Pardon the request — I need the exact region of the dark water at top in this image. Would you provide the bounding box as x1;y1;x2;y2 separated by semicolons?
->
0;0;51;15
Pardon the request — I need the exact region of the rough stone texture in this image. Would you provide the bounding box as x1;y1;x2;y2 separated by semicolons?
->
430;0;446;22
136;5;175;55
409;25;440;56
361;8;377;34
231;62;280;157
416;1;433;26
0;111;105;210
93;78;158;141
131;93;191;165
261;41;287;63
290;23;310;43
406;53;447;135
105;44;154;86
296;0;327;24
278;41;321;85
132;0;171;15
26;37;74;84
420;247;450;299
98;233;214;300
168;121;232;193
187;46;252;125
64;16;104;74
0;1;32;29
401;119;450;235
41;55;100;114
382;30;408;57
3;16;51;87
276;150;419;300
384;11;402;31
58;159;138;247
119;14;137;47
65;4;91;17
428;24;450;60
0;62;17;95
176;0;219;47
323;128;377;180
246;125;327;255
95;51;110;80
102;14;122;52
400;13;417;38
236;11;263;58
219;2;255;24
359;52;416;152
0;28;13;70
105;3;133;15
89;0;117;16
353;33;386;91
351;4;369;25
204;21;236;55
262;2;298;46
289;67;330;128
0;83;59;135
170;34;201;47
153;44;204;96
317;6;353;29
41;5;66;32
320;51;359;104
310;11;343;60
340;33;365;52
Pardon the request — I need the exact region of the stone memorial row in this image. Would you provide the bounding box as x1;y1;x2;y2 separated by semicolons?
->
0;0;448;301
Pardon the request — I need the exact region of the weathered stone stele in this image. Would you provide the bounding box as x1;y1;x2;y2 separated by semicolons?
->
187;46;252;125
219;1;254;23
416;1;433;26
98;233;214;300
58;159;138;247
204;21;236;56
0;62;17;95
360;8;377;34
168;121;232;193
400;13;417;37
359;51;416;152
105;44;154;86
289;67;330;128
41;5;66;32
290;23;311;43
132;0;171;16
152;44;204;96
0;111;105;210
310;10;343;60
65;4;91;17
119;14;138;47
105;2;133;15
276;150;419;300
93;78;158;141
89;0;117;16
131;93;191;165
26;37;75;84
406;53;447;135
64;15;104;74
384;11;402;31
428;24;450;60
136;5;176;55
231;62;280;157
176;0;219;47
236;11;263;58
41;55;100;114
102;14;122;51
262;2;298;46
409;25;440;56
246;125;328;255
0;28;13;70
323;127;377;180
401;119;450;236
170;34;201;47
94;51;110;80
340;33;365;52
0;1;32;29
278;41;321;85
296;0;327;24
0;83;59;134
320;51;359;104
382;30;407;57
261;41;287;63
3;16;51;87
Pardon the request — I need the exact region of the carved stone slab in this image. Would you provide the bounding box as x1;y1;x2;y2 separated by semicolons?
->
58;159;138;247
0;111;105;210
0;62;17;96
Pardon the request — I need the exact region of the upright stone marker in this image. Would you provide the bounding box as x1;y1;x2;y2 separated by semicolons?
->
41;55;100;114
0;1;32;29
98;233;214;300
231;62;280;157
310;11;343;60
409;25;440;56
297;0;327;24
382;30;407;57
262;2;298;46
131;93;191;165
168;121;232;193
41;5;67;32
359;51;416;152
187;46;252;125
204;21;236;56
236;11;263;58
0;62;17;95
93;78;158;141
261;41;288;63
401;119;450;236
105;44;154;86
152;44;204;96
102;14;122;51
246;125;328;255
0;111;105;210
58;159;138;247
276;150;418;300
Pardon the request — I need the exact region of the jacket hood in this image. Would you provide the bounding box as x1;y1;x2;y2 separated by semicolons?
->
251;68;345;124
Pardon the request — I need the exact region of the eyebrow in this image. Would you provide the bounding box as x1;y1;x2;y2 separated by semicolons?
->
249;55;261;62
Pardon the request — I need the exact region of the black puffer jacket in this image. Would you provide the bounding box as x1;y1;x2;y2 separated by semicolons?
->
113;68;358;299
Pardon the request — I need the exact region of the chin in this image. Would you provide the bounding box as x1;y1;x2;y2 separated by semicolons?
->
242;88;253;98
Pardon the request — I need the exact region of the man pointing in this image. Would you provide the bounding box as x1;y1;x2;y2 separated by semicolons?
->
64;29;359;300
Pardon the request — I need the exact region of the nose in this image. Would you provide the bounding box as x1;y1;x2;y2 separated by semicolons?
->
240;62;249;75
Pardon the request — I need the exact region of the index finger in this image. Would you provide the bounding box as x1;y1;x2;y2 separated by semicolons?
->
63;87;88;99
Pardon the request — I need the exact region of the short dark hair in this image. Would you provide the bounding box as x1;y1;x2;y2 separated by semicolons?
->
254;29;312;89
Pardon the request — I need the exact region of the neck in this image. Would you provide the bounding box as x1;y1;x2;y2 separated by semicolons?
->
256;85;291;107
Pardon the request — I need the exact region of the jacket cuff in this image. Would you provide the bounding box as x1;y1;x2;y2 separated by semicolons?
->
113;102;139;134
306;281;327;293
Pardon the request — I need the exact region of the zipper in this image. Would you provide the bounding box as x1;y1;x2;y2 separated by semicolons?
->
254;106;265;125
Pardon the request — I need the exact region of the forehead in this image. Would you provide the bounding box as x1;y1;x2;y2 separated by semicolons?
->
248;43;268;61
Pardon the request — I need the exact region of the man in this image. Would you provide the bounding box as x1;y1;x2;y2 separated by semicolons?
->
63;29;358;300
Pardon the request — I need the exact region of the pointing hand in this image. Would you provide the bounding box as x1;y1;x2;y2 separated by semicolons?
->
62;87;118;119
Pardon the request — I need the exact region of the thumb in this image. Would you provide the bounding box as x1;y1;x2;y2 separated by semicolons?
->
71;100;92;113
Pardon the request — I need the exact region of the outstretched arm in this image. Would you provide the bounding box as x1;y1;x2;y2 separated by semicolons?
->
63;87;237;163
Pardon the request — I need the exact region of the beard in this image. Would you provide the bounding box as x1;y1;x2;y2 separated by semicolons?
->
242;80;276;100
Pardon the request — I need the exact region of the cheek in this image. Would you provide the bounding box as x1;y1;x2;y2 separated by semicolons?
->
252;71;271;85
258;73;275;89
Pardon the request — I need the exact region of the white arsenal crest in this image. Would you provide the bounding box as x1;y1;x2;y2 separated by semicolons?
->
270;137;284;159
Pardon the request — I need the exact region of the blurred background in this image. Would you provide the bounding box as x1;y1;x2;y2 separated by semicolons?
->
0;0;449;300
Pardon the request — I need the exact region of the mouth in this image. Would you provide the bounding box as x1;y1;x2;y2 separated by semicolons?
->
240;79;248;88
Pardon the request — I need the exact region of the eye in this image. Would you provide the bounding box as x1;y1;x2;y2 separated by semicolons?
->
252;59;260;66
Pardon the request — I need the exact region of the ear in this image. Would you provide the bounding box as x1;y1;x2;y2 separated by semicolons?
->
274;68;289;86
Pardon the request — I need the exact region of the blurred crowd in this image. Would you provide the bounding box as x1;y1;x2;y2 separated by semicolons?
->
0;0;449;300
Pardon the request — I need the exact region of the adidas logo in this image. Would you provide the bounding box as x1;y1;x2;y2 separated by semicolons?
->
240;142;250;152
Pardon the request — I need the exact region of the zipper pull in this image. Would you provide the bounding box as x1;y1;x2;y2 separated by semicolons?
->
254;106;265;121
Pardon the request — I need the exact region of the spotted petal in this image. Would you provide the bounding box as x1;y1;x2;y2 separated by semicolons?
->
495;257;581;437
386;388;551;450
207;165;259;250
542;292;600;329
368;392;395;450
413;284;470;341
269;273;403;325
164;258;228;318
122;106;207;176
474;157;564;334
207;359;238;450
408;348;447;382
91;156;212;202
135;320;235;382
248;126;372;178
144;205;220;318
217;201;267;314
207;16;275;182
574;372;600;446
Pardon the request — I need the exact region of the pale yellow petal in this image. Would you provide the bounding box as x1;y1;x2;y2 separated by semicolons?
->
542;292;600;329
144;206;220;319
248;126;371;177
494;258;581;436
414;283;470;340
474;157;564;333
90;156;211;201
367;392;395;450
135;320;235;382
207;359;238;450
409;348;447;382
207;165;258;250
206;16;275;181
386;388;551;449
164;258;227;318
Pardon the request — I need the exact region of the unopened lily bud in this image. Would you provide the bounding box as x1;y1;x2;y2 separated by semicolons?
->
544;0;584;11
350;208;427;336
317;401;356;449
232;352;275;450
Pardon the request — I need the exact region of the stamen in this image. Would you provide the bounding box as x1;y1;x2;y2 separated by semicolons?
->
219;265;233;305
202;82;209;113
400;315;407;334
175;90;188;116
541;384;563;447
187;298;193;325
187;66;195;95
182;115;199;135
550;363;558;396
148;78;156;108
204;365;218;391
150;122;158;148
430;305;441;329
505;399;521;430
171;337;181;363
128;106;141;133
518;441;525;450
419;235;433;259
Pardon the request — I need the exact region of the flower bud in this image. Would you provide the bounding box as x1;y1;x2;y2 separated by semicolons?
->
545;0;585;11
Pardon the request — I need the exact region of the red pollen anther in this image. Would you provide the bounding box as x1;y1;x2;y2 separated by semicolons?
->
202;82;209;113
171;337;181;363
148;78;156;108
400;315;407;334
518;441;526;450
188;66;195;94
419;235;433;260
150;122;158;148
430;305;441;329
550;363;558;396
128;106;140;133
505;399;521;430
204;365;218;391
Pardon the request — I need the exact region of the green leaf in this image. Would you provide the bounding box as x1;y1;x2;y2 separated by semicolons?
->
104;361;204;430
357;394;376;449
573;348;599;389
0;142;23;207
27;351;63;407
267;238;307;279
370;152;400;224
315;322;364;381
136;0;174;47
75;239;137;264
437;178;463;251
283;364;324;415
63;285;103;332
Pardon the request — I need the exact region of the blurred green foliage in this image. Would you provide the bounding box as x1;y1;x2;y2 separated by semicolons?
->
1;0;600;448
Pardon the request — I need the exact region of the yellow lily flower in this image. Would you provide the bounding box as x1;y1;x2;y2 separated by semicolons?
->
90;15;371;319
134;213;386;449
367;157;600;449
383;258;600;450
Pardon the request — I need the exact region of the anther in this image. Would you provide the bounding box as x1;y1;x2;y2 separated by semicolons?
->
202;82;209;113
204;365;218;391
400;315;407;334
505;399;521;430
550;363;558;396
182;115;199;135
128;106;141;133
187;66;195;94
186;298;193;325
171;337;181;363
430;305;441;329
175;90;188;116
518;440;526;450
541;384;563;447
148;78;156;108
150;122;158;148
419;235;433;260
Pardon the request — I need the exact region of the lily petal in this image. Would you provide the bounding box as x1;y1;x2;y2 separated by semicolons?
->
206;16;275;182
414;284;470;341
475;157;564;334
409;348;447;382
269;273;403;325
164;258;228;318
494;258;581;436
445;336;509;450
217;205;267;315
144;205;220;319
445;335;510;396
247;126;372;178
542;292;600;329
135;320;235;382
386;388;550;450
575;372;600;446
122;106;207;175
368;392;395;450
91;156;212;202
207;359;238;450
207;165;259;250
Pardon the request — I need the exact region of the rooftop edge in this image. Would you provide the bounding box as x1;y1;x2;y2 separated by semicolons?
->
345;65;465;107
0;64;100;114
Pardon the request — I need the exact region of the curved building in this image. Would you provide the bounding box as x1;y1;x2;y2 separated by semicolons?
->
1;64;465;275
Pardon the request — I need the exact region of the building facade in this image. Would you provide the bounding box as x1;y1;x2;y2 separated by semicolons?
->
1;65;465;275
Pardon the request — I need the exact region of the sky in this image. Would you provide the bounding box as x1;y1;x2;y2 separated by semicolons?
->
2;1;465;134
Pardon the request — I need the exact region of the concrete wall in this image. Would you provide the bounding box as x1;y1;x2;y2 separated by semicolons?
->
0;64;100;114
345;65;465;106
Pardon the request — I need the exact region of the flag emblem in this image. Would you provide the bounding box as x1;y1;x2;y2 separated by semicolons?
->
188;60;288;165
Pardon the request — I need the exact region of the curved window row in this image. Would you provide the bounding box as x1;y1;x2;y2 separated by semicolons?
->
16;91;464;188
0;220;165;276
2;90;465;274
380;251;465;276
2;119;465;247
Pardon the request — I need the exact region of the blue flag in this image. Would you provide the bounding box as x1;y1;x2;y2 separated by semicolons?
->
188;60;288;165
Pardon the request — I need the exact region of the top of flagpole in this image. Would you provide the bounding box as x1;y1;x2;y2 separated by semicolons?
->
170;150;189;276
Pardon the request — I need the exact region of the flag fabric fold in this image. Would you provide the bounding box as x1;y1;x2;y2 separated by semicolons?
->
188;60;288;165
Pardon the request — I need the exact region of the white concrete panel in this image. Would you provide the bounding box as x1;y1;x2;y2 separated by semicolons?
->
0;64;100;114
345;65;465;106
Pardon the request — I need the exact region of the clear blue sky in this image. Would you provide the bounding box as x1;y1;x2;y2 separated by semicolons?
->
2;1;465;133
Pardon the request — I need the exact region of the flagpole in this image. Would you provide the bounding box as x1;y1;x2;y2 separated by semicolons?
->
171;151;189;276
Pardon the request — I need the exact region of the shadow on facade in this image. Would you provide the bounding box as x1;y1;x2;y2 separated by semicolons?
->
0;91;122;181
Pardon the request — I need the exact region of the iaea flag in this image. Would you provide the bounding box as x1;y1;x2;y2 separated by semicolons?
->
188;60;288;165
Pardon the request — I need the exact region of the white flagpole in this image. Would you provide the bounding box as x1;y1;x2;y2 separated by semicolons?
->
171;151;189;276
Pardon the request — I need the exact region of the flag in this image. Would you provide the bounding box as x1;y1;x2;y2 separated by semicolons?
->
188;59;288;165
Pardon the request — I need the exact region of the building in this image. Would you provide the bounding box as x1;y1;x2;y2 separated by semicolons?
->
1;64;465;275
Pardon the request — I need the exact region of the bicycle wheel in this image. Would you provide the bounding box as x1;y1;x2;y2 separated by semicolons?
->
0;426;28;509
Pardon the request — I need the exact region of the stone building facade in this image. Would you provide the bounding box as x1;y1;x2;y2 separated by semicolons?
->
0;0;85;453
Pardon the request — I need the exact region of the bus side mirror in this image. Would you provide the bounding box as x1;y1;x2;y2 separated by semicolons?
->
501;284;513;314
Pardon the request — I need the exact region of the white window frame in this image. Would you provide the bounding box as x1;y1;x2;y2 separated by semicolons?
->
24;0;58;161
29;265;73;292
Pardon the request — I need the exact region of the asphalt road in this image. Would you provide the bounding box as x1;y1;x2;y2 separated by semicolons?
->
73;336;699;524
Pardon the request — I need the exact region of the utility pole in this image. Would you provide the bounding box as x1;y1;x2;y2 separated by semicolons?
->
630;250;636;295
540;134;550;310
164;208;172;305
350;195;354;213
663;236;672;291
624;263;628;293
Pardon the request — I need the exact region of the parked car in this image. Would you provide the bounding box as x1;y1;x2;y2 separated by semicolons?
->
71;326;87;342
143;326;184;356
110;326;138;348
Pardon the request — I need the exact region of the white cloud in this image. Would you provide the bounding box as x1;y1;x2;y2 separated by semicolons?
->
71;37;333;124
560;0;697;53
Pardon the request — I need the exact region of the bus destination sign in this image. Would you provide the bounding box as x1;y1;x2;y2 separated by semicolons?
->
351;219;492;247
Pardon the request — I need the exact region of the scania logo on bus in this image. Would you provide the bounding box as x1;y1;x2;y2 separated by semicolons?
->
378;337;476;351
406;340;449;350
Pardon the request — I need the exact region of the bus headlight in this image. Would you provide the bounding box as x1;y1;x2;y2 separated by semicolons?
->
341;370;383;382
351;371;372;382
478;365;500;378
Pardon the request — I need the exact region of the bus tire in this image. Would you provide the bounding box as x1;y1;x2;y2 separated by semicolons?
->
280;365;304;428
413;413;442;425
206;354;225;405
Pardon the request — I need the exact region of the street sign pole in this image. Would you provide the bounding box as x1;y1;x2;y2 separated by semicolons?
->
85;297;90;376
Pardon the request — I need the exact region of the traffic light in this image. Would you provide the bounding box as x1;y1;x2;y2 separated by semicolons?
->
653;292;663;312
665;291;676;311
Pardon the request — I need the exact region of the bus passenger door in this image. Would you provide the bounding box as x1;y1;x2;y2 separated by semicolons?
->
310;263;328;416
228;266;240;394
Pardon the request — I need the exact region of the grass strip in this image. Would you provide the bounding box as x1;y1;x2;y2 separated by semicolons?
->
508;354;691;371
= = = = =
The lines to return are those in the material above that hold "flower".

Pardon the request — I need the exact region of the flower bud in this image. Would you provide the bounding box as x1;y1;x2;y2 separated by semicolons?
Pardon the request — I need the exact region of the yellow lily flower in this image. Would you provide the bounding box as x1;y1;x2;y2 separated by semicolons?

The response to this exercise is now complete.